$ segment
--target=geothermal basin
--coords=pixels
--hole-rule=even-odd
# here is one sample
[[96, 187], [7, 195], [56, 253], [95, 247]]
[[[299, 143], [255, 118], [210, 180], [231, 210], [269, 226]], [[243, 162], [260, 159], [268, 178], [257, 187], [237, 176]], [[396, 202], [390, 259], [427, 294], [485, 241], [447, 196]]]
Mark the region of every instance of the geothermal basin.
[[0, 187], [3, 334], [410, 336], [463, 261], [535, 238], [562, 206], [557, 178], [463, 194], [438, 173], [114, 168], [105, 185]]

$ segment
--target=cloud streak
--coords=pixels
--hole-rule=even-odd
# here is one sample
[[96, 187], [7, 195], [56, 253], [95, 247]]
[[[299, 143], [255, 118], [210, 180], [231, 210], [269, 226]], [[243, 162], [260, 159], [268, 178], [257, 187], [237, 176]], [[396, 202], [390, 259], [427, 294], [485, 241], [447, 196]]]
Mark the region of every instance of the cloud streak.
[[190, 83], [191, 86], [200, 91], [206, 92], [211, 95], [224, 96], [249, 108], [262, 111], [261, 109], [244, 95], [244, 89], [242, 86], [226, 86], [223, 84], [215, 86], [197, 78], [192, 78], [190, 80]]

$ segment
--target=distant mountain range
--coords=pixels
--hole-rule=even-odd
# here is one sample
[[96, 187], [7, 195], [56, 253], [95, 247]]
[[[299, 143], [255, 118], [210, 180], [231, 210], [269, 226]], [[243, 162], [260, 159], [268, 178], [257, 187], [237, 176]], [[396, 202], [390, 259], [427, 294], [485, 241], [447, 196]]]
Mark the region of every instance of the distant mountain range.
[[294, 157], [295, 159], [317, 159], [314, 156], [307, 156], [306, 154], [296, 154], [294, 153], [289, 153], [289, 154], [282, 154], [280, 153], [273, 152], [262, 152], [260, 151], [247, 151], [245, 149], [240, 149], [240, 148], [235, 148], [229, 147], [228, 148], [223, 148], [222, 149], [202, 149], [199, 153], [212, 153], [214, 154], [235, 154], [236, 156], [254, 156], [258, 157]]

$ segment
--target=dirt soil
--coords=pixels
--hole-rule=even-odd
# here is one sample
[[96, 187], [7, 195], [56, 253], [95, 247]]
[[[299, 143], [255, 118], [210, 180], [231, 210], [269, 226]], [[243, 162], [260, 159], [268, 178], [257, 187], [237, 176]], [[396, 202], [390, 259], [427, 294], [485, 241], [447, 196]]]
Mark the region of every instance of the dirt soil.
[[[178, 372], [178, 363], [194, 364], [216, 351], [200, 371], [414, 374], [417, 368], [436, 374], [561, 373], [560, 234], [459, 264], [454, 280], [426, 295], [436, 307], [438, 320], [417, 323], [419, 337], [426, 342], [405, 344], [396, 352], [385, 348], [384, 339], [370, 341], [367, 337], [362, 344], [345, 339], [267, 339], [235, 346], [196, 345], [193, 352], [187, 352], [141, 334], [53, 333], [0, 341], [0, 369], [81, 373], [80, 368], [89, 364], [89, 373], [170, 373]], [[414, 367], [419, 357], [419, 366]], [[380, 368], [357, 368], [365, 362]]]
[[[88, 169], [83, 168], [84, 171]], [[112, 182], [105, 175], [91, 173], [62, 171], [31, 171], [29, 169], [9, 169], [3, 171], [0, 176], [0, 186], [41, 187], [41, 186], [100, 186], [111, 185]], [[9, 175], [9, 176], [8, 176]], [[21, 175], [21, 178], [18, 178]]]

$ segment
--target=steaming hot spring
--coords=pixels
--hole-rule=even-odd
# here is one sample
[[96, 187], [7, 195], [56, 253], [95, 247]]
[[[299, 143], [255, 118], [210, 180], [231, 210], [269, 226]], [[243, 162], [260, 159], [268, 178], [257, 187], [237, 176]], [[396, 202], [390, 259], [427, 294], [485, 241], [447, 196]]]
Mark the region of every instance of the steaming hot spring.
━━━━━━━━━━━━━━━━
Copy out every line of the records above with nothing changed.

--- CORRECT OUTPUT ---
$ segment
--target=geothermal basin
--coords=pixels
--hole-rule=even-odd
# here is one sample
[[96, 187], [7, 195], [56, 253], [95, 247]]
[[[299, 143], [255, 118], [210, 180], [231, 210], [269, 226]], [[243, 162], [260, 159], [268, 178], [257, 187], [237, 176]], [[396, 202], [390, 259], [427, 294], [485, 241], [447, 196]]]
Mark the region of every instance of the geothermal basin.
[[0, 187], [3, 334], [410, 336], [463, 261], [535, 238], [562, 206], [557, 178], [463, 194], [438, 173], [114, 168], [105, 185]]

$ segment
--target=cloud streak
--coords=pixels
--hole-rule=even-odd
# here is one sample
[[96, 187], [7, 195], [56, 253], [95, 247]]
[[[299, 143], [255, 118], [210, 180], [231, 210], [269, 226]], [[243, 162], [260, 159], [268, 178], [257, 187], [237, 176]], [[396, 202], [390, 259], [427, 294], [485, 241], [447, 196]]]
Mark the region of every instance of the cloud streak.
[[190, 83], [191, 86], [200, 91], [206, 92], [211, 95], [224, 96], [249, 108], [262, 111], [261, 109], [244, 95], [244, 89], [242, 86], [226, 86], [223, 84], [215, 86], [197, 78], [192, 78], [190, 80]]

$ segment
--target=distant mountain range
--coords=pixels
--hole-rule=even-odd
# here is one sample
[[96, 187], [7, 195], [56, 253], [95, 247]]
[[[299, 143], [255, 118], [210, 180], [231, 210], [269, 226]], [[243, 162], [260, 159], [268, 178], [257, 187], [237, 176]], [[396, 202], [390, 259], [427, 294], [485, 241], [447, 196]]]
Mark the region of every instance of the distant mountain range.
[[294, 157], [295, 159], [317, 159], [314, 156], [307, 156], [306, 154], [296, 154], [294, 153], [289, 153], [289, 154], [282, 154], [280, 153], [273, 152], [262, 152], [260, 151], [247, 151], [245, 149], [240, 149], [240, 148], [235, 148], [229, 147], [228, 148], [223, 148], [222, 149], [202, 149], [199, 153], [212, 153], [214, 154], [235, 154], [236, 156], [254, 156], [258, 157]]

$ segment
--target=dirt soil
--coords=pixels
--hole-rule=even-odd
# here is one sample
[[96, 187], [7, 195], [56, 253], [95, 247]]
[[[299, 143], [255, 118], [210, 180], [231, 210], [269, 226]], [[243, 162], [260, 159], [268, 178], [257, 187], [237, 176]], [[396, 202], [390, 259], [427, 294], [485, 241], [447, 196]]]
Mark the region of every instance of the dirt soil.
[[[178, 372], [178, 363], [194, 364], [216, 351], [200, 371], [414, 374], [417, 368], [436, 374], [561, 373], [560, 234], [459, 264], [454, 280], [426, 295], [436, 307], [438, 320], [417, 323], [419, 337], [426, 342], [405, 344], [396, 352], [385, 348], [384, 339], [370, 341], [367, 337], [362, 344], [345, 339], [267, 339], [235, 346], [196, 345], [193, 352], [187, 352], [141, 334], [53, 333], [0, 341], [0, 369], [81, 373], [80, 368], [89, 364], [89, 373], [170, 373]], [[414, 367], [419, 357], [419, 366]], [[380, 368], [357, 368], [365, 362]]]
[[[88, 169], [83, 168], [84, 171]], [[112, 182], [105, 175], [91, 173], [62, 171], [31, 171], [29, 169], [9, 169], [3, 171], [0, 176], [0, 186], [41, 187], [41, 186], [100, 186], [111, 185]], [[9, 175], [9, 176], [8, 176]], [[21, 175], [21, 178], [18, 178]]]

$ segment
--target=steaming hot spring
--coords=pixels
--hole-rule=even-odd
# here is one sample
[[96, 187], [7, 195], [56, 253], [95, 247]]
[[[299, 143], [255, 118], [210, 180], [231, 210], [269, 226]], [[243, 162], [260, 159], [268, 178], [257, 187], [237, 176]], [[396, 202], [390, 259], [427, 294], [485, 241], [447, 196]]]
Mark the region of every instance of the steaming hot spring.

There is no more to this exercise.